-- Start of Material provided --

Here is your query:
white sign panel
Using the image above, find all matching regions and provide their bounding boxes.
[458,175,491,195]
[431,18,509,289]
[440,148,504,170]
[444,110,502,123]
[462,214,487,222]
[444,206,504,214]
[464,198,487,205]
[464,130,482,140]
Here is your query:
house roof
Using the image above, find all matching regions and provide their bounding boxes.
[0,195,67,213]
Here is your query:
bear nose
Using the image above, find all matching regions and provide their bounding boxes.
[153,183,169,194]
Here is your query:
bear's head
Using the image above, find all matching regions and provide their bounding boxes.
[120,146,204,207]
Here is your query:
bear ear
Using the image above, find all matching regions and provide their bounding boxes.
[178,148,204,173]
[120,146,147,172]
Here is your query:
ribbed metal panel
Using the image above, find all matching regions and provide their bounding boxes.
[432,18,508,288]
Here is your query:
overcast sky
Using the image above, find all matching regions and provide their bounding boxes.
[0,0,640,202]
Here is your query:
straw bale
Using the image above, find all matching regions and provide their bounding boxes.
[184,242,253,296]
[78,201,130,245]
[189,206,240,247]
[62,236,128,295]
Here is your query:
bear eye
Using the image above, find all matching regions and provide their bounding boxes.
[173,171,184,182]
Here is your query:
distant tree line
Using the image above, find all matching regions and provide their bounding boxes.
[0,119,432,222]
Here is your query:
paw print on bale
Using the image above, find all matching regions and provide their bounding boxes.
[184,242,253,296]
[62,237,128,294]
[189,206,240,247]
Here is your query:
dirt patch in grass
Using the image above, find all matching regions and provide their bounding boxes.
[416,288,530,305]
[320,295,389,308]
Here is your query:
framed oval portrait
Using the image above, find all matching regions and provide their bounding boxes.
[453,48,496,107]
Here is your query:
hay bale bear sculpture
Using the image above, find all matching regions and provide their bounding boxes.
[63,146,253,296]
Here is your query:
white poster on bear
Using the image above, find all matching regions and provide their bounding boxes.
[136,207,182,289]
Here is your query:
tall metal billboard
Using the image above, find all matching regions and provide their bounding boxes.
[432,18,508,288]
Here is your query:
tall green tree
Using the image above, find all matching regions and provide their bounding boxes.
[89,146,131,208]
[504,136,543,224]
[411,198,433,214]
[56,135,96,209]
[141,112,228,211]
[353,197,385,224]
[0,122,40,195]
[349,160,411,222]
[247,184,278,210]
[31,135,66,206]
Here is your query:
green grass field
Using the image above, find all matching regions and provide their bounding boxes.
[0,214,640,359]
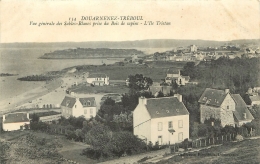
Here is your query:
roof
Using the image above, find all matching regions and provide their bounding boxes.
[165,77,178,80]
[4,113,30,123]
[61,96,76,108]
[249,95,260,101]
[149,86,172,95]
[79,97,96,107]
[232,94,254,121]
[198,88,227,107]
[61,96,96,108]
[167,69,179,74]
[87,73,107,78]
[146,97,189,118]
[181,76,190,81]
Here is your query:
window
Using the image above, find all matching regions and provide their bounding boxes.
[168,121,172,129]
[178,132,183,141]
[158,136,162,145]
[158,122,162,131]
[179,120,183,128]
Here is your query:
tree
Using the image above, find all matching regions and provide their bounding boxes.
[113,131,147,156]
[85,124,112,156]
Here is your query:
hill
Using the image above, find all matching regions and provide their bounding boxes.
[0,39,260,49]
[40,48,144,59]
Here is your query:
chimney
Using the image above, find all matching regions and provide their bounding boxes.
[173,94,182,102]
[225,89,229,94]
[243,113,246,119]
[139,96,147,105]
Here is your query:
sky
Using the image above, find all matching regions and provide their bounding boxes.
[0,0,260,43]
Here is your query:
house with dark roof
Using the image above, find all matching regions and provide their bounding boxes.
[231,94,254,127]
[165,69,190,85]
[133,94,189,145]
[2,112,30,131]
[87,73,109,86]
[198,88,254,127]
[61,96,97,119]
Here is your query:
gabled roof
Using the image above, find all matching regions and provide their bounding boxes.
[198,88,227,107]
[249,95,260,101]
[3,113,30,123]
[181,76,190,81]
[232,94,254,121]
[165,77,178,80]
[61,96,96,108]
[167,68,179,74]
[146,97,189,118]
[87,73,107,78]
[61,96,76,108]
[79,97,96,107]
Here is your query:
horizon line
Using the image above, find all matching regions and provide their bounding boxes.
[0,39,260,44]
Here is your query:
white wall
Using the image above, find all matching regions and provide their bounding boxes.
[3,121,30,131]
[133,98,151,141]
[151,115,189,145]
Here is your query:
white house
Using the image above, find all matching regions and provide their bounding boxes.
[87,73,109,86]
[61,96,97,119]
[165,70,190,85]
[198,88,254,127]
[133,95,189,145]
[3,112,30,131]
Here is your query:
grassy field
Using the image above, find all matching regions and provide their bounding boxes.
[69,84,129,94]
[71,62,188,81]
[0,131,97,164]
[152,139,260,164]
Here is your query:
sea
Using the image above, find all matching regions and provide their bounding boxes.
[0,47,173,101]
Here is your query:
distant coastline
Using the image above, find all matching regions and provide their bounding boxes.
[39,48,144,59]
[0,73,19,77]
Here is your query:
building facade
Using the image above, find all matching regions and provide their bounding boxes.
[133,95,189,145]
[87,73,109,86]
[199,88,253,127]
[2,112,30,131]
[61,96,97,119]
[165,70,190,85]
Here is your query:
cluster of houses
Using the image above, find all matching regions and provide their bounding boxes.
[133,88,254,145]
[2,67,260,145]
[145,45,259,63]
[2,88,254,145]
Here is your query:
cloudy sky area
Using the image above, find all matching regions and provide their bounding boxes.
[0,0,260,43]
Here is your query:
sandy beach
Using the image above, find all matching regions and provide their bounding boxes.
[0,75,104,114]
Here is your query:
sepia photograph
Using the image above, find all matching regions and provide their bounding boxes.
[0,0,260,164]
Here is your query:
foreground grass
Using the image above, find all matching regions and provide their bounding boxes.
[69,84,129,94]
[0,130,97,164]
[152,139,260,164]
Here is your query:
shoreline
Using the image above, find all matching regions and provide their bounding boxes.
[0,78,63,113]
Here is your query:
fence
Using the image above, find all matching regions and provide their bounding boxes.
[170,133,236,153]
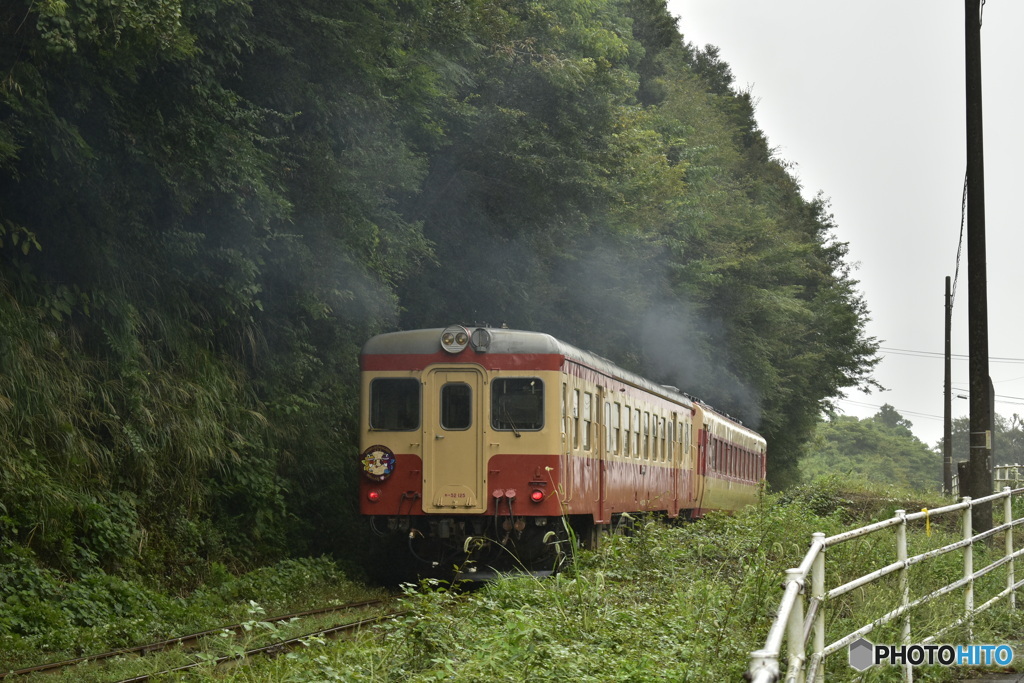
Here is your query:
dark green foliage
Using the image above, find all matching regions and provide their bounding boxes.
[800,404,942,492]
[0,0,876,587]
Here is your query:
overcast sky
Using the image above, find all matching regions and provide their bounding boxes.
[669,0,1024,450]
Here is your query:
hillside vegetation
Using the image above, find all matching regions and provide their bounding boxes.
[8,477,1024,683]
[0,0,876,581]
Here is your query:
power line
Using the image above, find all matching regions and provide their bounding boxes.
[879,346,1024,364]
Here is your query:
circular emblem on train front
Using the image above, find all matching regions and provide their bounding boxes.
[360,445,394,481]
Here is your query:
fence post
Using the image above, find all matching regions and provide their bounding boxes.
[1002,489,1017,609]
[963,496,974,643]
[785,569,807,681]
[811,531,825,683]
[896,510,913,683]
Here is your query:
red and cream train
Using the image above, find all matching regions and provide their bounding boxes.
[359,326,766,570]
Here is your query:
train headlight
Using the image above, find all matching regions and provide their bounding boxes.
[469,328,490,353]
[441,325,469,353]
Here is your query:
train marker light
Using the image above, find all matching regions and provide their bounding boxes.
[469,328,490,353]
[441,325,469,353]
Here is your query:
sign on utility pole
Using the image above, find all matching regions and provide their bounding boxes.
[965,0,994,531]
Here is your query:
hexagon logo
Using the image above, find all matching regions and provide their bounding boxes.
[850,638,874,671]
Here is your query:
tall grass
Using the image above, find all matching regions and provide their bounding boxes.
[228,482,1020,682]
[0,280,286,583]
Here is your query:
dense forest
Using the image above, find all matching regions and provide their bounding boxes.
[800,403,937,493]
[0,0,877,586]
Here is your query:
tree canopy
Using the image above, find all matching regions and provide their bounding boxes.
[0,0,877,570]
[800,403,942,490]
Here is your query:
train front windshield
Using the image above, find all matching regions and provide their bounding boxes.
[490,377,544,431]
[370,379,420,431]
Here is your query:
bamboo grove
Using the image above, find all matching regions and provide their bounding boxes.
[0,0,877,586]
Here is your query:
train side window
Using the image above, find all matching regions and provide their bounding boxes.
[562,382,569,443]
[583,392,594,451]
[665,420,676,463]
[604,401,611,456]
[572,389,580,450]
[490,377,544,432]
[657,418,669,463]
[643,412,650,460]
[622,405,633,458]
[610,403,623,454]
[370,378,420,431]
[633,408,643,458]
[441,382,473,431]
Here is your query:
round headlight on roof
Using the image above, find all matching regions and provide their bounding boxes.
[441,325,469,353]
[469,328,490,353]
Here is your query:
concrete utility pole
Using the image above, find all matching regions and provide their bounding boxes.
[965,0,993,531]
[942,275,953,494]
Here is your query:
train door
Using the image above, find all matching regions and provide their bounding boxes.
[594,387,610,521]
[423,367,487,513]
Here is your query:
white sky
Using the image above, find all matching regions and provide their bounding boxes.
[669,0,1024,450]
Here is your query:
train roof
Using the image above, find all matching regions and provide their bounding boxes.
[362,328,693,407]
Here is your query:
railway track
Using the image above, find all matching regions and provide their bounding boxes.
[0,597,404,683]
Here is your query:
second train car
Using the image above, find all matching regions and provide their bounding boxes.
[359,326,766,571]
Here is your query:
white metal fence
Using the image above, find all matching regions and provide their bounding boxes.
[748,486,1024,683]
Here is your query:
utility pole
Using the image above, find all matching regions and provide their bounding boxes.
[942,275,953,495]
[964,0,992,531]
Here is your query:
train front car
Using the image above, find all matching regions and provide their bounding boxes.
[359,326,564,573]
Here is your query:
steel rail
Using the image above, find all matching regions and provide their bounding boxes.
[0,598,390,680]
[118,609,409,683]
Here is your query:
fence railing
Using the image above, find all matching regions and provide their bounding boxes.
[748,486,1024,683]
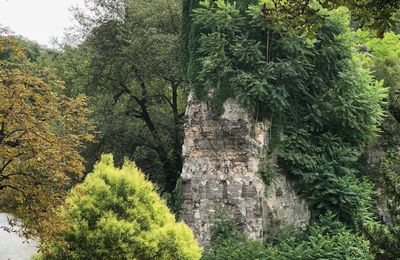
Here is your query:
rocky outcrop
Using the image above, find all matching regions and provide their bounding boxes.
[182,96,310,246]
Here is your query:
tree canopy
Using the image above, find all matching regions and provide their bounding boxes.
[0,29,92,239]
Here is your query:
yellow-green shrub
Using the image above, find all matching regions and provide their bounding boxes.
[39,155,201,259]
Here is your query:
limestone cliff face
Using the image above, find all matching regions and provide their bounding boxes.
[182,96,310,246]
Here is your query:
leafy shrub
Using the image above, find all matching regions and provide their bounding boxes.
[202,212,373,260]
[38,155,201,259]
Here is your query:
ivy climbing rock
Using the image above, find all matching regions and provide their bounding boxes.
[182,95,310,246]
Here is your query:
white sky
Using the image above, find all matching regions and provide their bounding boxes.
[0,0,84,45]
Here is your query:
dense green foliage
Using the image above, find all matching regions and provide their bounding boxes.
[189,1,386,223]
[54,0,186,197]
[354,31,400,259]
[202,212,373,260]
[39,155,200,259]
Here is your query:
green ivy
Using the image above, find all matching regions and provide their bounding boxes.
[187,0,387,223]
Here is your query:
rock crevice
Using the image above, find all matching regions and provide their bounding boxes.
[182,95,310,246]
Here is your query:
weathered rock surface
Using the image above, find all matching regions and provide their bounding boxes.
[182,96,310,246]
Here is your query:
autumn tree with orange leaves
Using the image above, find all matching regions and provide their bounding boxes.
[0,28,93,240]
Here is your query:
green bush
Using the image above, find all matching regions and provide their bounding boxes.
[42,155,201,259]
[202,215,373,260]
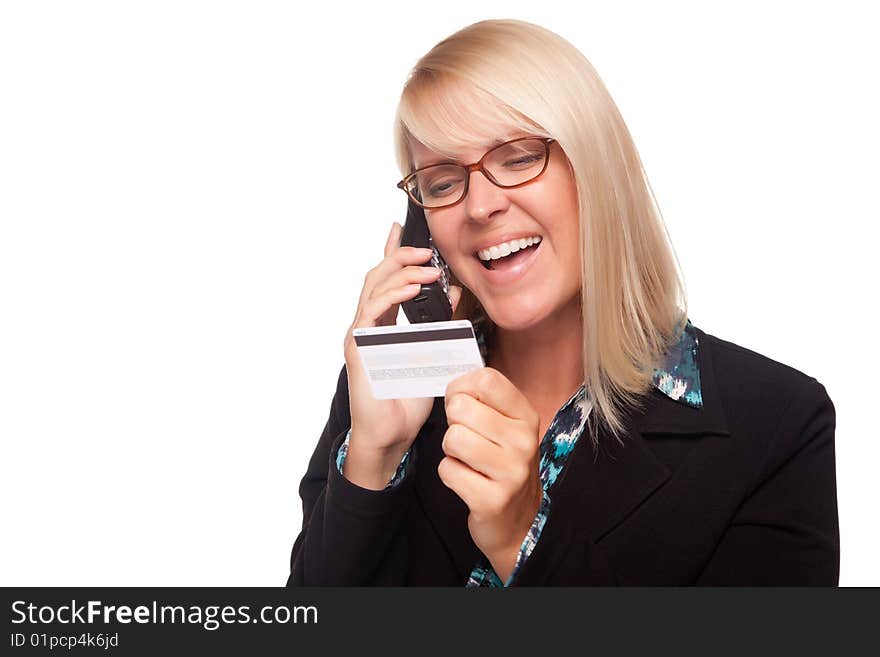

-- End of Material provided --

What you need to do:
Count the lines in the rows above that contain the string "headlight". Reply with the number only.

Exercise answer:
2